*** Block opens ***

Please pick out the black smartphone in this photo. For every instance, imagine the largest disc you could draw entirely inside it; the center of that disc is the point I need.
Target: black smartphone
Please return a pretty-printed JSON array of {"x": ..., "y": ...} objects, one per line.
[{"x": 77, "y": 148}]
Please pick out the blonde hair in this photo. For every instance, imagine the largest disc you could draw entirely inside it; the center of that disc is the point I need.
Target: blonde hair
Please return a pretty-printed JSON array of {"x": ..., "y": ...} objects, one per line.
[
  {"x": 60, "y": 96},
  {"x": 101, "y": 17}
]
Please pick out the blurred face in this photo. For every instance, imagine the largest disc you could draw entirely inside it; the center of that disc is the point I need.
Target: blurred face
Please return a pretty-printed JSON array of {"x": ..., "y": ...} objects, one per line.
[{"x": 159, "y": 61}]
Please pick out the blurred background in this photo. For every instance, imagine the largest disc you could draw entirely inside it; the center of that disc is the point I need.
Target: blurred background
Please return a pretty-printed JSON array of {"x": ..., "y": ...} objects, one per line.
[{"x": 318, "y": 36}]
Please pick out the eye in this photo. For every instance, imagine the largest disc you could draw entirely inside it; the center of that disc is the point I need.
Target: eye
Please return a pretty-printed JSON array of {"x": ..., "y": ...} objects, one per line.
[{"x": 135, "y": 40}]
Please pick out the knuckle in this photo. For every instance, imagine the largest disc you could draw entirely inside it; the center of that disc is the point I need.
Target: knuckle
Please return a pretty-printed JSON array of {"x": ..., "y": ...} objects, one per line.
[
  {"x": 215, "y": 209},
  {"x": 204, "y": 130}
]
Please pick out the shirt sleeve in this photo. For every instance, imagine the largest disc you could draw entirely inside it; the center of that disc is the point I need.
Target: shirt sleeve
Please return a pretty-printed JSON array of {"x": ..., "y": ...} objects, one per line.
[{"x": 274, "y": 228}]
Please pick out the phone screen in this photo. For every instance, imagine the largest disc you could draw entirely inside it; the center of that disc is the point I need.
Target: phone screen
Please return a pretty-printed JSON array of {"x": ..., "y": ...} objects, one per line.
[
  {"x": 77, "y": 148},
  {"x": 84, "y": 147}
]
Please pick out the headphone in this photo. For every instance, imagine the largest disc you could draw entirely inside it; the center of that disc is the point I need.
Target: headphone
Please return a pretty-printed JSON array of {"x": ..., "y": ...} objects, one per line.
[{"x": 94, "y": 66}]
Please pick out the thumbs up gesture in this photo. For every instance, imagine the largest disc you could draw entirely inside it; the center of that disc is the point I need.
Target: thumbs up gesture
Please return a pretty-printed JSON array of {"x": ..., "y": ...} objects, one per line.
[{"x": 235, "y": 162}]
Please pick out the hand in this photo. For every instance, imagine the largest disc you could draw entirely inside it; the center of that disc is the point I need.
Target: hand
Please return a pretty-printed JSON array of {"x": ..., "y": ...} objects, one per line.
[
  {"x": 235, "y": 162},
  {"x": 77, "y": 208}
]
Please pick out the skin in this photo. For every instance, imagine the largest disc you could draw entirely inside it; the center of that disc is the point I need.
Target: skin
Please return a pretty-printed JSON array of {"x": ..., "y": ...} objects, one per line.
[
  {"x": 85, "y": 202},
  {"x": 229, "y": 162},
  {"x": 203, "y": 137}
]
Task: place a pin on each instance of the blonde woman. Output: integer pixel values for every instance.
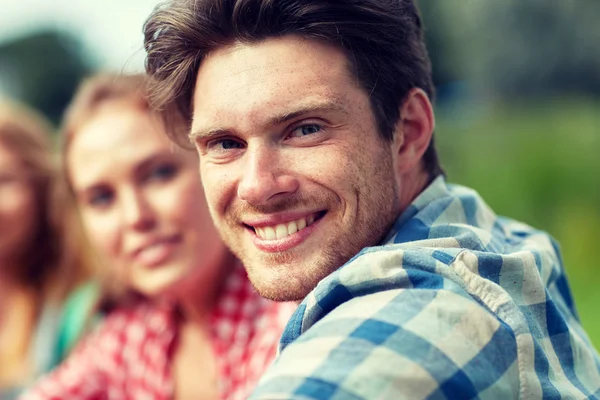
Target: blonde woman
(182, 321)
(37, 268)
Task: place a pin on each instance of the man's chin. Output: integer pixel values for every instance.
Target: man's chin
(281, 285)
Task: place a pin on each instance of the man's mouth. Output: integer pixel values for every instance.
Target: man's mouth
(284, 229)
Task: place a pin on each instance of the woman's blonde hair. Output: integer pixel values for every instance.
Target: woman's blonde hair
(52, 265)
(92, 94)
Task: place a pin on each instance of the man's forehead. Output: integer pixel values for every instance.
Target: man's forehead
(270, 79)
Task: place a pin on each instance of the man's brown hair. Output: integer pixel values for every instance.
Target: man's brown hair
(382, 39)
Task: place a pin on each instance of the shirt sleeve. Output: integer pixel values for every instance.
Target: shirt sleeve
(399, 344)
(78, 377)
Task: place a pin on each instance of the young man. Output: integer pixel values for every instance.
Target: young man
(313, 122)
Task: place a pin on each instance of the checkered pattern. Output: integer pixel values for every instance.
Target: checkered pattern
(456, 304)
(128, 356)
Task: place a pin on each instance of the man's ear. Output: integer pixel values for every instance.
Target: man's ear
(413, 130)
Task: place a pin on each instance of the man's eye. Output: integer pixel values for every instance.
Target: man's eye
(305, 130)
(224, 144)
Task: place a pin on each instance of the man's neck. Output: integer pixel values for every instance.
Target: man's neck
(413, 183)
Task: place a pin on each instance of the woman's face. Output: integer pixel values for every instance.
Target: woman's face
(142, 203)
(17, 207)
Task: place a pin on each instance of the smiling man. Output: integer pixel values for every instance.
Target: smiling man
(313, 122)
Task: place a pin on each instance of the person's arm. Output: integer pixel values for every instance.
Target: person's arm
(399, 344)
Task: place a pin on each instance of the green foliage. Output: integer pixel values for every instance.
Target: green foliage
(43, 69)
(539, 163)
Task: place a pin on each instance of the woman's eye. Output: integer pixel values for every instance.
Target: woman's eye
(305, 130)
(100, 199)
(163, 172)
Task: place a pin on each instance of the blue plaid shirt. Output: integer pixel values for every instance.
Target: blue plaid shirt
(457, 304)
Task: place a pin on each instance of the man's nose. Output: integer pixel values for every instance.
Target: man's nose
(264, 176)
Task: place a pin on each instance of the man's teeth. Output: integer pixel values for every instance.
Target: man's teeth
(282, 230)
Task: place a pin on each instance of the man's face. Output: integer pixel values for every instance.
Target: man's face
(296, 176)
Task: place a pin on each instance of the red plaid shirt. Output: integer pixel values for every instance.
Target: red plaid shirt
(128, 356)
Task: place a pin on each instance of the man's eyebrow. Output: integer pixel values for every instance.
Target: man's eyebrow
(325, 106)
(207, 133)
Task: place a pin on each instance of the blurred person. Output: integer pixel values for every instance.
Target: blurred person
(313, 121)
(180, 318)
(36, 272)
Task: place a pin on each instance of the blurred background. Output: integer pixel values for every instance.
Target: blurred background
(518, 107)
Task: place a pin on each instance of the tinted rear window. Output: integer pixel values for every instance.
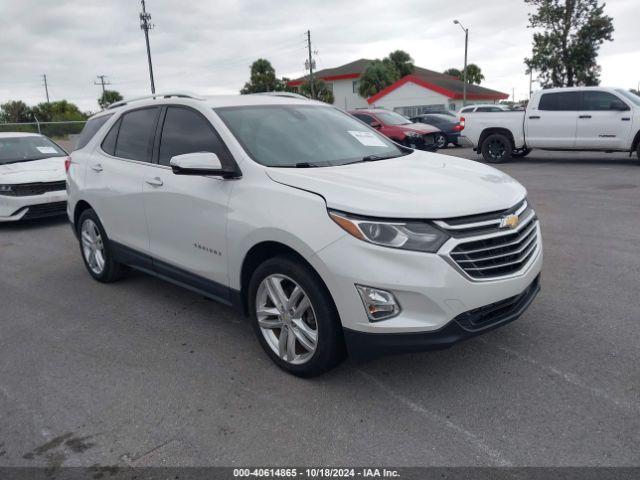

*** Block closes ***

■ TASK DESCRIPTION ■
Could you set down the records above exactly, skipping any picture?

■ SOLUTION FOR THIS TASK ■
Please pick out the black smartphone in this photo. For every instance, imagine the largest disc you could draw entirely inside it; the center of that disc is the point I need.
Target: black smartphone
Please return a pretty-printed JSON array of {"x": ..., "y": ...} objects, one per line.
[{"x": 77, "y": 148}]
Please pick out the blonde hair in this photo. For every instance, imagine the largest disc you could draw entirely inside it; the center of that disc is the point I need.
Target: blonde hair
Please return a pretty-printed JSON array of {"x": ..., "y": ...} objects, one per line.
[
  {"x": 60, "y": 96},
  {"x": 101, "y": 17}
]
Please pick out the blurred face in this photo. For every instance, imagine the largest disc you could draw entirely inside it; the center of that disc is the point I need.
Target: blurred face
Please return a pretty-printed JSON array of {"x": ..., "y": ...} objects, one per line.
[{"x": 159, "y": 61}]
Please pick out the blurred background in this photo. For every instance, imagine the largest disc you could draw entirely inside it; the center of that disc is the point I need.
Target: blurred background
Please return a pretty-printed JSON array of {"x": ..., "y": ...} objects, one per line.
[{"x": 318, "y": 36}]
Please pick out the eye in this photo. For every instance, imagine the largest disc you could draw entirely inside it; the center of that disc is the point I need.
Target: eye
Please return a pretty-printed JSON array of {"x": ..., "y": ...} objects, one per line.
[{"x": 135, "y": 40}]
Please pick out the knuckle in this photo. For every instance, imagine the largest disc you could draw entirely inside it; the center of that disc is the point I need.
Target: knuckle
Please return a pretty-printed JSON array of {"x": ..., "y": ...} objects, one per line.
[
  {"x": 215, "y": 209},
  {"x": 204, "y": 130}
]
Please pick out the shirt sleeve in this photo. For every instance, imagine the largest disc you could draw entirely inside it; the center of that disc is the point I need.
Target: shirt sleeve
Please return a pretty-printed JSON array of {"x": ..., "y": ...} objects, one per line.
[{"x": 274, "y": 228}]
Please pick out the phone screen in this photo. For every instance, imagine the largest disc you could draw entirely inside it; the center of that disc is the point I need.
Target: phone screen
Please return a pretty-printed JSON array of {"x": ..., "y": ...} objects, one per line.
[
  {"x": 77, "y": 148},
  {"x": 84, "y": 147}
]
Please pick out the headphone in this photo. For every instance, imagine the largest disc you could draw entirely inside it; the center of that disc is the point I need.
Target: headphone
Please return a pretty-printed JSON array of {"x": ..., "y": ...} objects, one per line.
[{"x": 94, "y": 66}]
Please pick out the thumbs up gesture in this photo. For every instance, imagine the largest disc you could draw entirely inside it; the center of that disc is the point I need.
Target: thumbs up gesture
Please return a pretty-printed JSON array of {"x": ..., "y": ...} objects, one per line.
[{"x": 235, "y": 162}]
Please pick out the hand in this photo. For every instance, imagine the largest disc you could draw entirely inside it; the center of that disc is the point I need.
Target: hand
Please return a pretty-printed JSON array of {"x": ..., "y": ...} objects, one per line.
[
  {"x": 235, "y": 162},
  {"x": 77, "y": 208}
]
Please pick out the skin in this photo. For every instance, imagine the largest disc you could draw entirely inside it; the center of that disc is the point I need.
Target: skin
Please return a pretty-printed JSON array of {"x": ..., "y": ...} objects, one per line.
[
  {"x": 85, "y": 202},
  {"x": 229, "y": 162},
  {"x": 203, "y": 137}
]
Task: place a pin on each instance of the blonde woman. Output: integer pixel values for every instance.
Target: blonde woman
(182, 321)
(37, 268)
Task: place a pin on each instance of the man's chin. Output: integer pixel values for every instance.
Target: man's chin
(281, 285)
Task: place a pin on each instance of the man's mouth. Output: integer pixel values for every instance.
Target: man's mouth
(284, 229)
Task: place a pin on each instance of the woman's blonde hair. Output: integer pixel values for every instance.
Target: woman's blonde hair
(52, 265)
(92, 94)
Task: place a pin on each instance of the man's forehead. Output: integer pixel values for every instance.
Target: man's forehead
(270, 79)
Task: place a pin on each instance of the man's brown hair. Output: integer pixel values for every instance.
Target: man's brown hair
(382, 39)
Task: place a pin on each instance of the shirt sleeve. Output: integer pixel values for every instance.
Target: shirt sleeve
(399, 344)
(78, 377)
Task: place a pin on each instance of the young man. Output: integer pixel values for every instance.
Target: young man
(313, 122)
Task: place a pin on each instance of the checkered pattern. Output: integer pixel values for every instance.
Target: checkered pattern
(456, 304)
(128, 356)
Task: place a pin on each instance of the man's ear. Output: integer pixel values for every instance.
Target: man's ear
(413, 130)
Task: place a pin on each instance of the man's eye. Output: integer pixel values for every instance.
Target: man's eye
(305, 130)
(224, 144)
Task: place a pin on each instance of the man's neck. Output: integer pixel values for every instance.
Target: man's neck
(413, 183)
Task: place a pin on each instance of the woman's face. Output: integer pixel values for every instance.
Target: woman's face
(142, 203)
(17, 207)
Task: place a pin on each instance of the smiling man. Output: integer pixel values for every instance.
Target: smiling man
(313, 122)
Task: place a pin on each instance of the person's arm. Output: integer pixel values for every instance.
Target: person's arm
(399, 344)
Task: place a pin on each instance of the green foliage. Output: integer pixel values for every instance.
Target: green foliage
(43, 69)
(539, 163)
Task: place a pin on each instance of the woman's eye. Output: integer pixel values for every instance.
Target: woman's eye
(305, 130)
(100, 199)
(163, 172)
Task: place a pin on each instance of the blue plaid shirt. Output: integer pixel values for every instance.
Target: blue plaid shirt
(457, 304)
Task: place a pin on each instance of the man's nose. Output: integer pixel values for every instance.
Target: man's nose
(264, 176)
Task: place a pin on each instance of the man's teeth. Output: integer pixel values for every instance.
Target: man's teeth
(282, 230)
Task: place a pin on each instance of the man's face. Output: integer pixel values for every instance.
Target: man's face
(296, 176)
Task: place a pin on each instance of the red plaid shirt. Output: integer pixel values for every instance.
Target: red plaid shirt
(128, 356)
Task: place a pin on each instance of the man's eyebrow. Output: integer pixel values for every instance.
Target: man's eyebrow
(325, 106)
(207, 133)
Task: place a pin on each instance of the blurred person. Output: integer pixel values for every instance.
Target: blurred person
(313, 121)
(180, 318)
(36, 272)
Task: place a pin on each instance of the blurred background. Output: integer pixel values for every instance.
Target: blurred background
(518, 107)
Task: place a pin on each instance of the tinted rear window. Output: integer pixel values for every instance.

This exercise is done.